[START GIVEN PASSAGE]

19 November, 2011 in expository, math.CO, math.GR, question | Tags: , , | by | 9 comments

Let {G = (G,+)} be a finite additive group. A tiling pair is a pair of non-empty subsets {A, B} such that every element of {G} can be written in exactly one way as a sum of an element {a} of {A} and an element {b} of {B}, in which case we write {G = A \oplus B}. The sets {A, B} are then called tiles, with {B} being a complementary tile to {A} and vice versa. For instance, every subgroup {H} of {G} is a tile, as one can pick one representative from each coset of {H} to form the complementary tile. Conversely, any set formed by taking one representative from each coset of {H} is also a tile.

Tiles can be quite complicated, particularly when the group {G} is “high-dimensional”. We will therefore restrict to the simple case of a cyclic group {G = {\bf Z}/N{\bf Z}}, and restrict even further to the special case when the modulus {N} is square-free. Here, the situation should be much simpler. In particular, we have the following conjecture of Coven and Meyerowitz, which asserts that the previous construction of a tile is, in fact, the only such construction:

Conjecture 1 (Coven-Meyerowitz conjecture, square-free case) Let {N} be square-free, and let {A} be a tile of {{\bf Z}/N{\bf Z}}. Then there exists a subgroup {H} of {{\bf Z}/N{\bf Z}} such that {A} consists of a single representative from each coset of {H}.

Note that in the square-free case, every subgroup {H} of {{\bf Z}/N{\bf Z}} has a complementary subgroup {H^\perp} (thus {{\bf Z}/N{\bf Z} = H \oplus H^\perp}). In particular, {H} consists of a single representative from each coset of {H^\perp}, and so the examples of subgroups of {{\bf Z}/N{\bf Z}} are covered by the above conjecture in the square-free case.

In the non-square free case, the above assertion is not true; for instance, if {p} is a prime, then the multiples of {p} in {{\bf Z}/p^2{\bf Z}} are a tile, but cannot be formed from taking a single representative from all the cosets of a given subgroup. There is a more general conjecture of Coven and Meyerowitz to handle this more general case, although it is more difficult to state:

Conjecture 2 (Coven-Meyerowitz conjecture, general case) Let {N} be a natural number, and let {A} be a tile of {{\bf Z}/N{\bf Z}}. Then there exists a set {S_A} of prime powers with {|A| = \prod_{p^j \in S_A} p} such that the Fourier transform

\displaystyle \hat 1_A(k) := \sum_{n \in A} e^{2\pi i kn / N}

vanishes whenever {k} is a non-zero element of {{\bf Z}/N{\bf Z}} whose order is the product of elements of {S_A} that are powers of distinct primes. Equivalently, the generating polynomial {\sum_{n \in A} x^n} is divisible by the cyclotomic polynomials {\phi_m} whenever {m} is the product of elements of {S_A} that are powers of distinct primes.

It can be shown (with a modest amount of effort) that Conjecture 2 implies Conjecture 1, but we will not do so here, focusing instead exclusively on the square-free case for simplicity.

[END GIVEN PASSAGE]
[START EXTRACTED RECORDS]

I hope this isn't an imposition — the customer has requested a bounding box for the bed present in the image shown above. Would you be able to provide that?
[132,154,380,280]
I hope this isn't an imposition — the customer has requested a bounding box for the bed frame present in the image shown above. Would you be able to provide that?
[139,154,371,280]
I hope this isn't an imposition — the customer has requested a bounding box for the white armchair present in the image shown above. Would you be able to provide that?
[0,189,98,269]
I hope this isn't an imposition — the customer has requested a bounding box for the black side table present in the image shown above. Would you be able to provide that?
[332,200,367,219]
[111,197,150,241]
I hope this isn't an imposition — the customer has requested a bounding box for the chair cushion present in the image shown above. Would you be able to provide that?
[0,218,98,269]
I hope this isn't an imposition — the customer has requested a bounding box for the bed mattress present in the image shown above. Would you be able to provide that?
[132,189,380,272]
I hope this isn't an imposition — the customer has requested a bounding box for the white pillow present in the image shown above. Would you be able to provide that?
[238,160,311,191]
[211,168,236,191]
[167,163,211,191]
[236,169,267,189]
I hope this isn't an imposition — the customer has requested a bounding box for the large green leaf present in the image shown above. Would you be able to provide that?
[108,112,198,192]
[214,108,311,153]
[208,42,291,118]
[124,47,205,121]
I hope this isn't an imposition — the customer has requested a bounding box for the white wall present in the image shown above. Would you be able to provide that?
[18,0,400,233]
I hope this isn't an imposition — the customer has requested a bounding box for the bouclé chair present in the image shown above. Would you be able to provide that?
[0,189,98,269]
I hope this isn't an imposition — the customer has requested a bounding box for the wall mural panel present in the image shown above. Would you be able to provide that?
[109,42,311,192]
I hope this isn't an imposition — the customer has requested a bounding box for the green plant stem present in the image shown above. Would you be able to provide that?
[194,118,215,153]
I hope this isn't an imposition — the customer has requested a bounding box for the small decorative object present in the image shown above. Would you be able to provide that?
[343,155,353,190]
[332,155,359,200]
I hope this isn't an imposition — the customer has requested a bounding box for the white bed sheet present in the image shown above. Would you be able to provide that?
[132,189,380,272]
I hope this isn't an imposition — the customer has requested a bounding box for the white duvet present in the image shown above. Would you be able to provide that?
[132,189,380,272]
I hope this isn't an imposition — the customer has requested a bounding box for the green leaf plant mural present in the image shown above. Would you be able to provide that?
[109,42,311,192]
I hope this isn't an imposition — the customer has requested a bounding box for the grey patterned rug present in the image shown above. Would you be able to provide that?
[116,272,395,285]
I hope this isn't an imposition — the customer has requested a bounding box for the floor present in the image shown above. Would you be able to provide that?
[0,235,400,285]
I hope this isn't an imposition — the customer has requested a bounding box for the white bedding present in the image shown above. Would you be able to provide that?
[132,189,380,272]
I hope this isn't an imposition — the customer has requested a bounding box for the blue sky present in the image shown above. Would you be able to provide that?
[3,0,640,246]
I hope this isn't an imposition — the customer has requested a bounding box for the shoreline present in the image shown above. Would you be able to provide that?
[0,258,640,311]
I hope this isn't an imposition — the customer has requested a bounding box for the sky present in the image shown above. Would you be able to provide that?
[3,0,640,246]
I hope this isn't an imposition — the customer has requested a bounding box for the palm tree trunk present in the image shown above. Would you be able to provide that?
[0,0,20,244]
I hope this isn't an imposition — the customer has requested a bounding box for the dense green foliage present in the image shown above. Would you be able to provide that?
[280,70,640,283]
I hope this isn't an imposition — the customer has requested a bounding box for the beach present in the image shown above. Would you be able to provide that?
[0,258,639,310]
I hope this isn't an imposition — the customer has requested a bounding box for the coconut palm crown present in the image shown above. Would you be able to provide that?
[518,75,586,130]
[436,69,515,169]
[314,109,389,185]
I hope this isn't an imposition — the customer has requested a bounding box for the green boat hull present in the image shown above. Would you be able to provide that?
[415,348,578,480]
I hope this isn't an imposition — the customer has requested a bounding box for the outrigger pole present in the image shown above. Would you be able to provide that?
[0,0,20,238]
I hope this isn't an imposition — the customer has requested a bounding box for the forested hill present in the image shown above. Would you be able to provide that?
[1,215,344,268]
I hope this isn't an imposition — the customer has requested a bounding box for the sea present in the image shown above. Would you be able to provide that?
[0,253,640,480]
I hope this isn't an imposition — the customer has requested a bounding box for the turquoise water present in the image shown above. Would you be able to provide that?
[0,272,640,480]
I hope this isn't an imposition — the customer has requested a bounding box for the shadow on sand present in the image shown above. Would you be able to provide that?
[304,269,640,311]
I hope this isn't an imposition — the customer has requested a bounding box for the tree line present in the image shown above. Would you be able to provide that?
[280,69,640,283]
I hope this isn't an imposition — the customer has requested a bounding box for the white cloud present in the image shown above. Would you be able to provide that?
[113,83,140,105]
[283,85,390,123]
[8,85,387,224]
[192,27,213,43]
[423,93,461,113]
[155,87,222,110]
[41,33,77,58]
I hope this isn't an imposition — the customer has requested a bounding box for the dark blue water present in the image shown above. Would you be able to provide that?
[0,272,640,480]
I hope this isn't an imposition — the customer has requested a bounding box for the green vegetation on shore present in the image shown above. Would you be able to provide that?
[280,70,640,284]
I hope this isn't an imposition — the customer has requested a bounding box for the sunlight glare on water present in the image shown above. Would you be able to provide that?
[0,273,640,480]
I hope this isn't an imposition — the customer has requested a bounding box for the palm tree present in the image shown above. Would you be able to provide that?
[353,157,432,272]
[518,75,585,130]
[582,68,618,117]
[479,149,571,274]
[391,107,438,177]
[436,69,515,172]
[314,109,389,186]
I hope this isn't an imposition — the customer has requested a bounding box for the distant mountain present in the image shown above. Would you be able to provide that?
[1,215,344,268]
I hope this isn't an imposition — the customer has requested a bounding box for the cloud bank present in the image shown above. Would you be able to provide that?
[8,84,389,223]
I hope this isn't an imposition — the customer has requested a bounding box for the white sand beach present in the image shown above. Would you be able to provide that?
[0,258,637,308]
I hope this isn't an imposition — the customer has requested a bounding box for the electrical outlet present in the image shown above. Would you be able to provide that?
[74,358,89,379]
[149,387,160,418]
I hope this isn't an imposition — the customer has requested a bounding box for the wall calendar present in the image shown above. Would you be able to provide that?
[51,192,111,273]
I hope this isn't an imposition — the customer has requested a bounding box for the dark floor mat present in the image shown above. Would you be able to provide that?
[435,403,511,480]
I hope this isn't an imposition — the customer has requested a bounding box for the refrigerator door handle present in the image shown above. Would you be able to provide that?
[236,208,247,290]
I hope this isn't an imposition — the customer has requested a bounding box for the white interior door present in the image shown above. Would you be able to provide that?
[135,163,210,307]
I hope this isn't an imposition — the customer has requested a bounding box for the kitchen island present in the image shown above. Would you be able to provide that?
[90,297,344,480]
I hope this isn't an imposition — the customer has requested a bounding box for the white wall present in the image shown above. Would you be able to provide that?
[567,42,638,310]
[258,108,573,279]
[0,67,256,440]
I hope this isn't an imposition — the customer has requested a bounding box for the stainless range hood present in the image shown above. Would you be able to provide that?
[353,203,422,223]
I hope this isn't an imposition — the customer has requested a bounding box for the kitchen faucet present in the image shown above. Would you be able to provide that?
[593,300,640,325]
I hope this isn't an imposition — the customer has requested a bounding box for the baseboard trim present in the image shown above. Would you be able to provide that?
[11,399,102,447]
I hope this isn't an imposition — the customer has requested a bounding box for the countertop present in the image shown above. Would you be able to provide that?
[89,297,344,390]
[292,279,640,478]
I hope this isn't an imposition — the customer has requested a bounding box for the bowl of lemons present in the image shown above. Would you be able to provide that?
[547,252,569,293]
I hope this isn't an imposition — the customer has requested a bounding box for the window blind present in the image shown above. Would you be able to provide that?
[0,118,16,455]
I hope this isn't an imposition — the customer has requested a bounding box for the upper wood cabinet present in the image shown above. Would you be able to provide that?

[END EXTRACTED RECORDS]

*GOALS*:
1. In the tiling passage, to what special case of the modulus N is the cyclic group restricted?
2. Edit the tiling passage by rewriting the part that opens with the words containing "19 November, 2011" and closes with "also a tile.", putting "partner tile" in place of "complementary tile".
3. Decide whether each statement agrees with the tiling passage, and quote the words that settle it.
(a) The assertion of Conjecture 1 also holds when N is not square-free.
(b) In the square-free case, every subgroup H of Z/NZ has a complementary subgroup.
(c) The passage proves that Conjecture 2 implies Conjecture 1.
The material placed after the tiling passage is separate from it.

*SOLUTIONS TO THE EXERCISE*:
1. The case where the modulus N is square-free.

2.
19 November, 2011 in expository, math.CO, math.GR, question | Tags: , , | by | 9 comments

Let {G = (G,+)} be a finite additive group. A tiling pair is a pair of non-empty subsets {A, B} such that every element of {G} can be written in exactly one way as a sum of an element {a} of {A} and an element {b} of {B}, in which case we write {G = A \oplus B}. The sets {A, B} are then called tiles, with {B} being a partner tile to {A} and vice versa. For instance, every subgroup {H} of {G} is a tile, as one can pick one representative from each coset of {H} to form the partner tile. Conversely, any set formed by taking one representative from each coset of {H} is also a tile.

3.
(a) No: "In the non-square free case, the above assertion is not true".
(b) Yes: "has a complementary subgroup".
(c) No: "but we will not do so here".